>> begin Entries shown

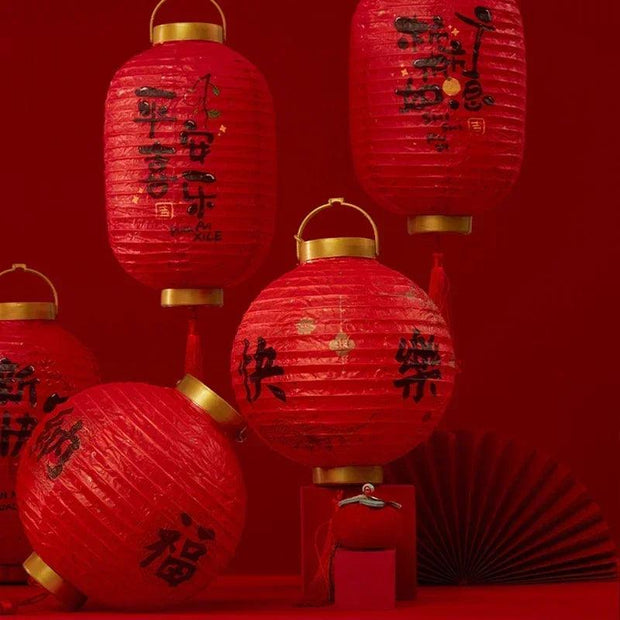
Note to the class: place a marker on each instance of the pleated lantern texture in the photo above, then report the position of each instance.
(41, 365)
(190, 165)
(132, 495)
(437, 106)
(342, 362)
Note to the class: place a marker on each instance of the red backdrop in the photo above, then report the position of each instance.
(534, 289)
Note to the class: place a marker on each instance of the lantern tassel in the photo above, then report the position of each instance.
(194, 361)
(439, 286)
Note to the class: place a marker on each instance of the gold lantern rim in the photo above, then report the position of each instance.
(335, 247)
(211, 403)
(188, 31)
(423, 224)
(192, 297)
(29, 310)
(51, 581)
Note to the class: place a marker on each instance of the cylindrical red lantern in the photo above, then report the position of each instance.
(342, 364)
(190, 164)
(131, 495)
(437, 101)
(41, 365)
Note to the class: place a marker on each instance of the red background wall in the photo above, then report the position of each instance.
(535, 302)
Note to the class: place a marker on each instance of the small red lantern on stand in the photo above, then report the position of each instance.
(342, 365)
(131, 495)
(41, 365)
(190, 166)
(437, 102)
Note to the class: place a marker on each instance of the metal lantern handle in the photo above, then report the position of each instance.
(162, 2)
(334, 202)
(25, 269)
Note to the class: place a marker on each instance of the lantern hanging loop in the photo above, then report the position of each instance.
(338, 246)
(162, 2)
(26, 269)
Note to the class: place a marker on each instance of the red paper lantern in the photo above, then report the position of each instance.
(437, 100)
(131, 495)
(190, 164)
(342, 364)
(41, 365)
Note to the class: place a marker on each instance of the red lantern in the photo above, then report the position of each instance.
(342, 364)
(437, 99)
(41, 365)
(190, 164)
(131, 495)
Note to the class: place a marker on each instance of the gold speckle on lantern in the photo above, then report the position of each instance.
(306, 326)
(451, 87)
(342, 345)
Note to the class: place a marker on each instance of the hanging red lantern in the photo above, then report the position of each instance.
(342, 364)
(190, 164)
(41, 365)
(437, 100)
(130, 495)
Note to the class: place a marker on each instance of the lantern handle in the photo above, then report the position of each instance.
(25, 269)
(162, 2)
(334, 202)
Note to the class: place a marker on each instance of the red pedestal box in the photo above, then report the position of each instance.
(318, 505)
(365, 580)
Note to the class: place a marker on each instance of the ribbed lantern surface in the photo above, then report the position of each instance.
(190, 166)
(132, 495)
(342, 362)
(41, 365)
(437, 103)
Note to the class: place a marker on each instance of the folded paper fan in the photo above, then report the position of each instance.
(491, 510)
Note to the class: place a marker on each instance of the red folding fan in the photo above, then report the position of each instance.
(491, 510)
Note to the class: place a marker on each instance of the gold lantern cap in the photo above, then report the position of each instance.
(188, 31)
(191, 297)
(342, 476)
(29, 310)
(334, 247)
(421, 224)
(212, 404)
(49, 579)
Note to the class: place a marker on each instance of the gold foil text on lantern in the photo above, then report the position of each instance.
(342, 345)
(306, 326)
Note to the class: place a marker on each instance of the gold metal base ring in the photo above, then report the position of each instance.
(421, 224)
(177, 297)
(205, 398)
(47, 578)
(337, 476)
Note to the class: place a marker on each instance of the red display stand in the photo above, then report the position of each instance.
(318, 505)
(365, 580)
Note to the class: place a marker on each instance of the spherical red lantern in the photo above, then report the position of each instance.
(190, 164)
(131, 495)
(437, 100)
(41, 365)
(342, 364)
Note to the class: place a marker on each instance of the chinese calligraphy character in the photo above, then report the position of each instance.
(180, 564)
(420, 356)
(265, 368)
(13, 382)
(58, 443)
(26, 424)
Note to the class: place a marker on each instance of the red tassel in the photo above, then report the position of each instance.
(194, 361)
(439, 286)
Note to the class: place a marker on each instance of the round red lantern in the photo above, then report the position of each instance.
(342, 364)
(190, 164)
(131, 495)
(41, 365)
(437, 102)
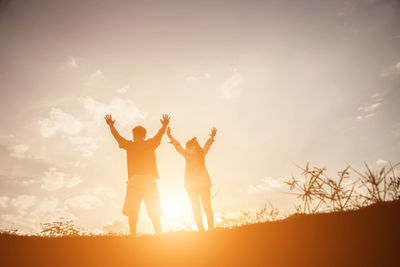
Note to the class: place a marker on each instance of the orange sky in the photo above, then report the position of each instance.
(283, 84)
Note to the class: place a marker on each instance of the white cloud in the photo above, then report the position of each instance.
(86, 145)
(124, 111)
(23, 202)
(54, 180)
(123, 89)
(48, 205)
(59, 121)
(267, 183)
(72, 62)
(369, 108)
(4, 201)
(19, 151)
(381, 162)
(95, 78)
(100, 190)
(83, 202)
(230, 88)
(198, 77)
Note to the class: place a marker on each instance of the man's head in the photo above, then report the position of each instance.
(192, 145)
(139, 133)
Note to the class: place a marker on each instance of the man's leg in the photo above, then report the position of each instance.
(153, 206)
(131, 208)
(205, 196)
(194, 199)
(132, 223)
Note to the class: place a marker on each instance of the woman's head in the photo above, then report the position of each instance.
(193, 146)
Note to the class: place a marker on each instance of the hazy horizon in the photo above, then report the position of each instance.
(284, 84)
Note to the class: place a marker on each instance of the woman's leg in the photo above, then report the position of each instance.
(194, 199)
(205, 196)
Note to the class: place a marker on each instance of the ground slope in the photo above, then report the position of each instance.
(367, 237)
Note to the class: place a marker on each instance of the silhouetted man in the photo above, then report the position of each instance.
(142, 173)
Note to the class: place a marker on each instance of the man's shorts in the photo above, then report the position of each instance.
(142, 187)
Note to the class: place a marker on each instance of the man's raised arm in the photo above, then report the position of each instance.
(121, 141)
(173, 141)
(210, 140)
(164, 121)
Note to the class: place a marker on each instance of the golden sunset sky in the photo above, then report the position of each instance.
(285, 82)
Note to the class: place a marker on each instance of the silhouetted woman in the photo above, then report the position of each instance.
(197, 179)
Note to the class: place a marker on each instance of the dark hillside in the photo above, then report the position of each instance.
(366, 237)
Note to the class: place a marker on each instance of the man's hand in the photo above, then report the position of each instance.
(213, 132)
(109, 119)
(165, 120)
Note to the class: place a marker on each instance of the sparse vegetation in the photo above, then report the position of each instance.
(320, 192)
(62, 227)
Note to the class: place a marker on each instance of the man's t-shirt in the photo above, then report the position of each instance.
(141, 157)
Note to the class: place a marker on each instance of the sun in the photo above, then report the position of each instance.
(174, 208)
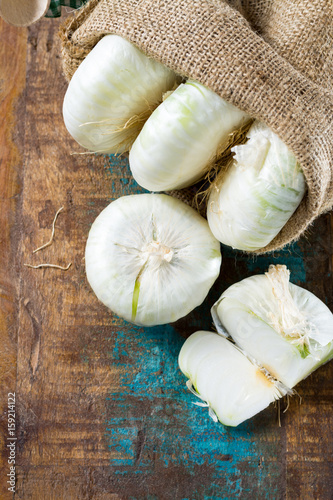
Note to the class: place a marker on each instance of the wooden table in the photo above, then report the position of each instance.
(102, 411)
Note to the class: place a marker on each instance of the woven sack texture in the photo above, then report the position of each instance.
(272, 59)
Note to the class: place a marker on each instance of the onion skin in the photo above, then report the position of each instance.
(251, 202)
(286, 328)
(234, 388)
(111, 94)
(182, 138)
(151, 258)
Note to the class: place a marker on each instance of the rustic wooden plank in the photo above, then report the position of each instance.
(103, 411)
(12, 84)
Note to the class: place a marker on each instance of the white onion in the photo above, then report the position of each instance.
(284, 327)
(233, 387)
(250, 204)
(111, 93)
(151, 258)
(182, 137)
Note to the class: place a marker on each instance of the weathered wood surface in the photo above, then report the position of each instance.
(102, 409)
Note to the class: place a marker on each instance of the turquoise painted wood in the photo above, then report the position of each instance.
(163, 445)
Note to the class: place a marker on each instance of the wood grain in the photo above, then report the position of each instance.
(102, 409)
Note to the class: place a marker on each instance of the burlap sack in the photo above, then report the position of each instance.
(266, 66)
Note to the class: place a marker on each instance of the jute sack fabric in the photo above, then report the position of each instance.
(212, 42)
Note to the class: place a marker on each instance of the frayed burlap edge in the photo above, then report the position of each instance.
(312, 206)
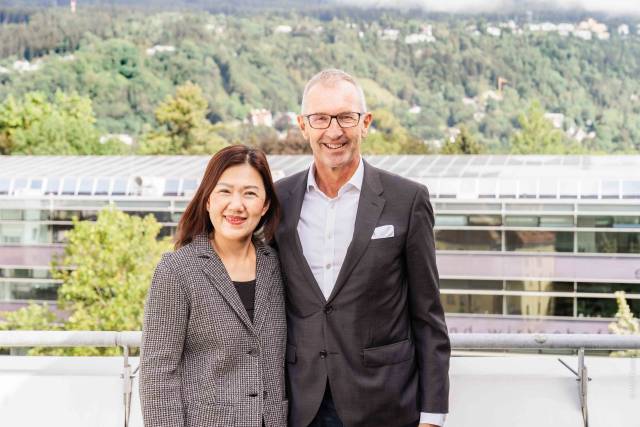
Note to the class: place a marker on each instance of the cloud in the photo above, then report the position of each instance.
(614, 7)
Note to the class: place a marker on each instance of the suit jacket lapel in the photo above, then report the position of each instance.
(266, 264)
(293, 206)
(214, 269)
(369, 209)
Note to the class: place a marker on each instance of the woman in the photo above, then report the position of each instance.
(212, 354)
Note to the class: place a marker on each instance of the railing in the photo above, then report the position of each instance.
(128, 340)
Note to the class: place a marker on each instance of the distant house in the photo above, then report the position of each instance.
(261, 117)
(160, 49)
(390, 34)
(25, 66)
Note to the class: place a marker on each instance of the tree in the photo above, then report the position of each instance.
(186, 129)
(625, 324)
(464, 143)
(33, 125)
(105, 271)
(537, 134)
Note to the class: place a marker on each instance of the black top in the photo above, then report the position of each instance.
(247, 292)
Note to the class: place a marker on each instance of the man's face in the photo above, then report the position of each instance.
(334, 147)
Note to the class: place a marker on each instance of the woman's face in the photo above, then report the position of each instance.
(237, 203)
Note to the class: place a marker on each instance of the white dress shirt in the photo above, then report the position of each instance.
(326, 229)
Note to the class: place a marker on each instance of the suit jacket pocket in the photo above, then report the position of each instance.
(200, 414)
(388, 354)
(291, 353)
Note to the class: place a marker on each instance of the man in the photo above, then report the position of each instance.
(367, 341)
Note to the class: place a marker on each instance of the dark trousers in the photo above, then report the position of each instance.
(327, 415)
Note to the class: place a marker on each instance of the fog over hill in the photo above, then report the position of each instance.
(615, 8)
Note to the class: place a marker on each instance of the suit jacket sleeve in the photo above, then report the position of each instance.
(433, 349)
(165, 322)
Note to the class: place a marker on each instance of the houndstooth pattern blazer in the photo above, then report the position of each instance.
(203, 362)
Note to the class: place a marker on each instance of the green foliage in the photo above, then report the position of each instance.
(241, 62)
(33, 125)
(106, 271)
(186, 128)
(464, 143)
(537, 134)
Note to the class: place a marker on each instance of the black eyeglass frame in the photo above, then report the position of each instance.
(335, 116)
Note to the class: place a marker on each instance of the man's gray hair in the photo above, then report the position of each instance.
(330, 77)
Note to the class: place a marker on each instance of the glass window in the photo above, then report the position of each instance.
(589, 189)
(102, 187)
(601, 242)
(521, 221)
(119, 187)
(11, 214)
(609, 221)
(470, 240)
(508, 189)
(53, 186)
(451, 220)
(539, 305)
(86, 187)
(69, 186)
(32, 291)
(631, 189)
(189, 187)
(470, 284)
(610, 189)
(539, 286)
(603, 307)
(477, 304)
(485, 220)
(36, 184)
(171, 187)
(609, 288)
(556, 221)
(539, 241)
(4, 185)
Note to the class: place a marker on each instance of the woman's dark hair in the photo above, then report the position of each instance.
(195, 219)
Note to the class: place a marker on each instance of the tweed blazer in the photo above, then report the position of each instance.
(203, 362)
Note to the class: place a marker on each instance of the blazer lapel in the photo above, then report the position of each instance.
(293, 205)
(214, 269)
(369, 209)
(266, 264)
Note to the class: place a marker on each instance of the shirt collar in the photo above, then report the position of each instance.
(355, 181)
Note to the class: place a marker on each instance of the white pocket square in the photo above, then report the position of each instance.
(382, 232)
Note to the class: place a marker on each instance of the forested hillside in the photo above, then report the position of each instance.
(187, 82)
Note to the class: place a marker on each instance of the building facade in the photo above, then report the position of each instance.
(524, 243)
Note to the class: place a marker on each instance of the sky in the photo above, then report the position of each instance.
(614, 7)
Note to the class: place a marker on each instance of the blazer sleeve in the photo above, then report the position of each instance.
(166, 316)
(433, 348)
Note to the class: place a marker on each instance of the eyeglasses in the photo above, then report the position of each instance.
(323, 121)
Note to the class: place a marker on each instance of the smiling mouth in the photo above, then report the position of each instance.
(234, 220)
(334, 146)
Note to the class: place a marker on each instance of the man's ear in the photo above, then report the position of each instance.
(366, 122)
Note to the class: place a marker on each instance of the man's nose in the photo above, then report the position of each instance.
(334, 128)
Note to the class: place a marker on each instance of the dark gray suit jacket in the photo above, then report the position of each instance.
(380, 340)
(203, 362)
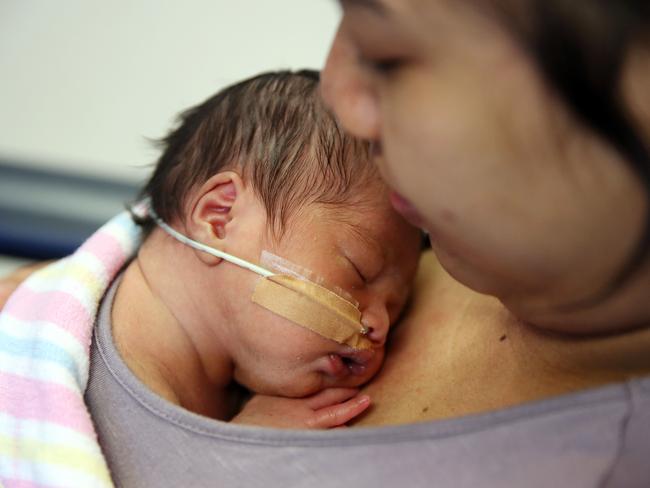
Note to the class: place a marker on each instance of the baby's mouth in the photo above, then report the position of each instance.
(352, 361)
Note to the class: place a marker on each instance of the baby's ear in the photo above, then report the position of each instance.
(213, 210)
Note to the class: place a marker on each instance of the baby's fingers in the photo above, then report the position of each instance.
(339, 414)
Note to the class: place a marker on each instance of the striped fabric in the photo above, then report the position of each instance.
(46, 433)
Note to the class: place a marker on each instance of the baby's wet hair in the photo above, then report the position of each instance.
(275, 130)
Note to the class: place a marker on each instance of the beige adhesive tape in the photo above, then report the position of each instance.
(314, 307)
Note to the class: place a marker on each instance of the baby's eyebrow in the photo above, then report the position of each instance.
(374, 247)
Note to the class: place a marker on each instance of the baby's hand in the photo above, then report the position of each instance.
(329, 408)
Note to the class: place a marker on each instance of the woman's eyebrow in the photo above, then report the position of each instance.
(376, 6)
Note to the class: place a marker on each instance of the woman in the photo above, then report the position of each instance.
(516, 133)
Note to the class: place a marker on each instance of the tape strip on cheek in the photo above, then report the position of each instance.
(313, 307)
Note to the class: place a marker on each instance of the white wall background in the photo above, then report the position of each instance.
(83, 83)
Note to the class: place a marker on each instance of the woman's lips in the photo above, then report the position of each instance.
(406, 209)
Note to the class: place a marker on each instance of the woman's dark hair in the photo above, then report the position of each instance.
(580, 47)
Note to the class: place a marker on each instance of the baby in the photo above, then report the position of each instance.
(259, 169)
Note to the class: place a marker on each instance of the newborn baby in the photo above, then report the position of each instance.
(261, 168)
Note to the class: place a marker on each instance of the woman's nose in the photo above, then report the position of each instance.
(346, 89)
(377, 321)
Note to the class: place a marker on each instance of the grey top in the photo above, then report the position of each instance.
(592, 438)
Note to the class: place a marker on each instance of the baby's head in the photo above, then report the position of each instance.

>> end Entries shown

◆ Objective
For this exercise, please retype exactly the lines in the listing from the line with "of the newborn" through its last line, both ends included.

◆ Answer to this task
Note to the class: place a marker on each instance of the newborn baby in the photo above, then report the position of each instance.
(261, 168)
Note to the class: place a marker on each instance of the woman's nose in the photo above, then report the position of each instance.
(346, 89)
(377, 321)
Note to the class: place a marker on each instance of the grey top in the photo above, then report the position of each instance.
(592, 438)
Note to the class: place a marker on each instance of the baby's head in the photo above, then report the position of each instance.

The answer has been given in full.